Arrange the listing below as a Markdown table with the columns "Row" and "Line": one row per line, numbered in order, with blank lines and the pictures left out.

[Provided data]
• • • •

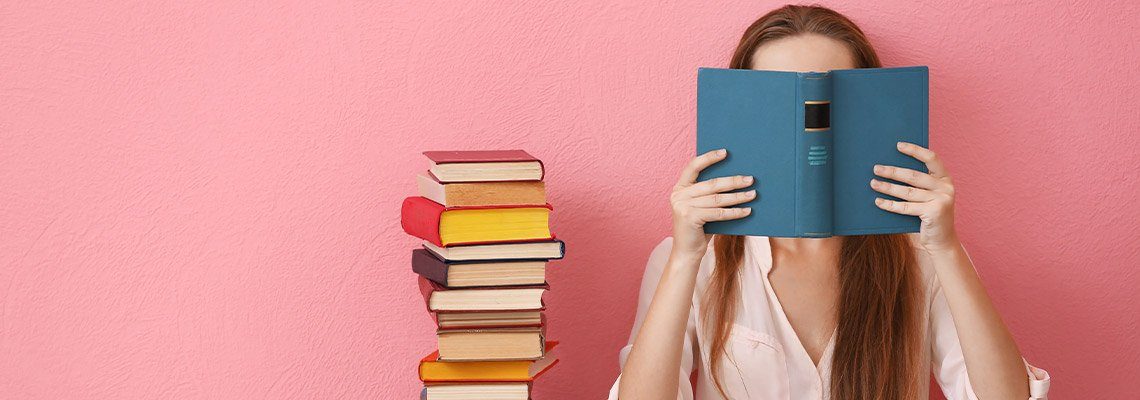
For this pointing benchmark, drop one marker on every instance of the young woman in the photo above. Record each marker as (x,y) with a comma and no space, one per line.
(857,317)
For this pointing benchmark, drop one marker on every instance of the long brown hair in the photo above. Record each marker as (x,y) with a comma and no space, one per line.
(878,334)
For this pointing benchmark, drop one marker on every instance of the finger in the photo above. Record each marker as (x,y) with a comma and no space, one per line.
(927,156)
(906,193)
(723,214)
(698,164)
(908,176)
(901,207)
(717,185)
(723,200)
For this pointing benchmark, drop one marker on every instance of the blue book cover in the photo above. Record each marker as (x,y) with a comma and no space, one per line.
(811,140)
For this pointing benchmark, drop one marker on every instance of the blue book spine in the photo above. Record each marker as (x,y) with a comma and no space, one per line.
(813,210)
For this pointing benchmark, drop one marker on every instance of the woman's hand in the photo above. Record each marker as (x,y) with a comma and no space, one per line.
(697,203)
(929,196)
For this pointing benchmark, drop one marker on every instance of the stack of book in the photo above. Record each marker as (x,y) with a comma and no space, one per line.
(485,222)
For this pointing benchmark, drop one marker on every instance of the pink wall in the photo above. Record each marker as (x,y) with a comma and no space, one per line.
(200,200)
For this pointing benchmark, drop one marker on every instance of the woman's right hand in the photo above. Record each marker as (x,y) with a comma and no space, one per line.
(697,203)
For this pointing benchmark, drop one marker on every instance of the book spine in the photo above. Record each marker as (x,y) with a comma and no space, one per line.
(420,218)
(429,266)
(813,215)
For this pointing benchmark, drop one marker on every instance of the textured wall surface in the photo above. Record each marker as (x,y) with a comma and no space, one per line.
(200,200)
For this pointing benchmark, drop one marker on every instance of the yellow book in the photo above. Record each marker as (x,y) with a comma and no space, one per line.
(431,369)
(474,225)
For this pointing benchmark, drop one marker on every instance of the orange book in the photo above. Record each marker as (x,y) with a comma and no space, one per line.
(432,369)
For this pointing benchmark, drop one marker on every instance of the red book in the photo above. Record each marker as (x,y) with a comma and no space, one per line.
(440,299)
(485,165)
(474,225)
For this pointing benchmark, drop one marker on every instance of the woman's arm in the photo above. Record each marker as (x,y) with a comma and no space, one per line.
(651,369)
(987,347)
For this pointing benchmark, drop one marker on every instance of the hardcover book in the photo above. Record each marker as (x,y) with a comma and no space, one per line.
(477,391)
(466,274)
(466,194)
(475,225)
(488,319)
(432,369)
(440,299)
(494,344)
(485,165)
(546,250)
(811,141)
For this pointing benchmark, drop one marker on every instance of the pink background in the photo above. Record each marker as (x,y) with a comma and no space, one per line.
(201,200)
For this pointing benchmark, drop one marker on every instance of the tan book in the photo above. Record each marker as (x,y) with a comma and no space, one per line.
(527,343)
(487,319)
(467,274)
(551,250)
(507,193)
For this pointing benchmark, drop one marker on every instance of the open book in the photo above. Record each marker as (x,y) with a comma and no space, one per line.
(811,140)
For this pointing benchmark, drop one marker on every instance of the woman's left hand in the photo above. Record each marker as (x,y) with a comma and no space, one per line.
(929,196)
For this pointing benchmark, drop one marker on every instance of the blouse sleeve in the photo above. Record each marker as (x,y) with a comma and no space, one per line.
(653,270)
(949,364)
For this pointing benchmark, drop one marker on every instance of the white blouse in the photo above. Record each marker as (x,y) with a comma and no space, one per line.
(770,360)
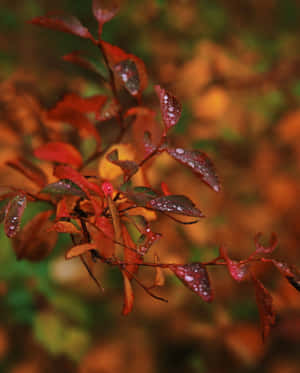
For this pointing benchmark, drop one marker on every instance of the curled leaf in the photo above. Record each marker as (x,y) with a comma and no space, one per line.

• • • •

[Answer to this task]
| Row | Line |
|---|---|
| 1 | For this pointing benchmark, drop one marker on every instance of the young woman in the photo above. Record each marker as (x,y) with a comma and no space, one per line. |
| 2 | (857,317) |
| 3 | For this pointing benchmark, drop one marker on every instance of the long brown hair in the photo above. Record each marker as (x,y) with a comma and no space, one per line. |
| 4 | (878,334) |
| 5 | For this pointing benchmark, drop one marker on every instance of the finger in the photo above. Record each marker as (x,y) with a comma and no space, one per line. |
| 6 | (927,156) |
| 7 | (906,193) |
| 8 | (723,214) |
| 9 | (698,164) |
| 10 | (908,176) |
| 11 | (901,207) |
| 12 | (717,185) |
| 13 | (723,200) |
| 14 | For this pointing benchmark, drop one marker on every instance of the blue book cover in the photo above. Record each marker as (x,y) with a comma and no space, one per line. |
| 15 | (811,140) |
| 16 | For this pointing benchmark, drop one marker on every instance of the blue book spine in the photo above. Record each marker as (x,y) with a comma and no space, one per line. |
| 17 | (813,210) |
| 18 | For this pointing benchmark, drop one marker on every instance of the woman's hand in the photo above. Record each marker as (x,y) with a comma and no space, one per line. |
| 19 | (697,203) |
| 20 | (929,196) |
| 21 | For this pointing benchmark, drop one marker on every instance of the stack of book in the photo above. Record each marker as (x,y) with a comma and no space, one per line. |
| 22 | (485,222) |
| 23 | For this pointing benchmark, drop one marker on every instance of the pink wall in the photo above. Record each marker as (x,y) with a comma and no space, one per line. |
| 24 | (200,200) |
| 25 | For this pointing benchmark, drop one marker on every instance of the woman's right hand in the photo above. Record each marker as (x,y) with a comma and no space, one per line. |
| 26 | (697,203) |
| 27 | For this pointing benchmark, drop one marker on every instance of the book spine in the photo above. Record each marker as (x,y) with a comma and no space, one per line. |
| 28 | (420,218) |
| 29 | (429,266) |
| 30 | (813,215) |
| 31 | For this pointing benchmark, drop one marker on every instance of the textured wall surface in the photo above. Record each marker as (x,y) with a comma and no space, one per line. |
| 32 | (200,200) |
| 33 | For this pointing benchmark, drop one marker on every instance of the yellow book in the photo above. Record each marker as (x,y) with a comma and no space, one per line. |
| 34 | (431,369) |
| 35 | (474,225) |
| 36 | For this pointing benchmark, drop one marker on every instance of the orange book in the photo above. Record each marker as (x,y) with a comma and no space, one per line. |
| 37 | (432,369) |
| 38 | For this pointing benchmark, drop one marker on every instance of the red book in the photo above. Record each marker as (x,y) with a comma and no space, one per line. |
| 39 | (440,299) |
| 40 | (485,165) |
| 41 | (474,225) |
| 42 | For this pointing benchmark, drop one marker on every instance of the woman's arm in the photo above. Record each marker as (x,y) with a comma and no space, one per line. |
| 43 | (651,369) |
| 44 | (987,347) |
| 45 | For this pointing benchmark, drop one marker on every instance of the hardcover book in the photo above. Record each marker as (x,y) with a comma and no space, one per line. |
| 46 | (477,391) |
| 47 | (466,274) |
| 48 | (466,194) |
| 49 | (475,225) |
| 50 | (488,319) |
| 51 | (432,369) |
| 52 | (440,299) |
| 53 | (494,344) |
| 54 | (485,165) |
| 55 | (546,250) |
| 56 | (811,141) |
| 57 | For this pointing benchmark, drop one marker on every instance of the pink background in the photo above. Record each marker as (x,y) with a comma and no space, one per line. |
| 58 | (201,200) |
| 59 | For this pointing benchmark, drop one marker on every instance of the tan book in the photo above. Record each marker as (x,y) with a comma and no space, one per line. |
| 60 | (527,343) |
| 61 | (487,319) |
| 62 | (467,274) |
| 63 | (551,250) |
| 64 | (507,193) |
| 65 | For this pointing benchmark, drop one marker on every instance of the open book in the photo above. Record each marker as (x,y) with a comma and no space, one per line. |
| 66 | (811,140) |
| 67 | For this pointing benchmark, drop one marker on every instance of the woman's left hand in the photo above. Record each marker as (x,y) with a comma and no space, one per line. |
| 68 | (929,196) |
| 69 | For this pointing benchmark, drop one marker on every instance of the blouse sleeve in the photo above. Record each marker as (x,y) with a comma and no space, one per line. |
| 70 | (653,270) |
| 71 | (949,364) |
| 72 | For this pointing benchmark, drop one marker on every instance of the white blouse in the photo above. Record each marker as (x,y) with a comma and no space, one per line. |
| 73 | (770,360) |
| 74 | For this pointing benchmark, drop one marker on every instance of the curled leaf in the photo above. Record each marker as (x,y) with a comma and no space, one per line. |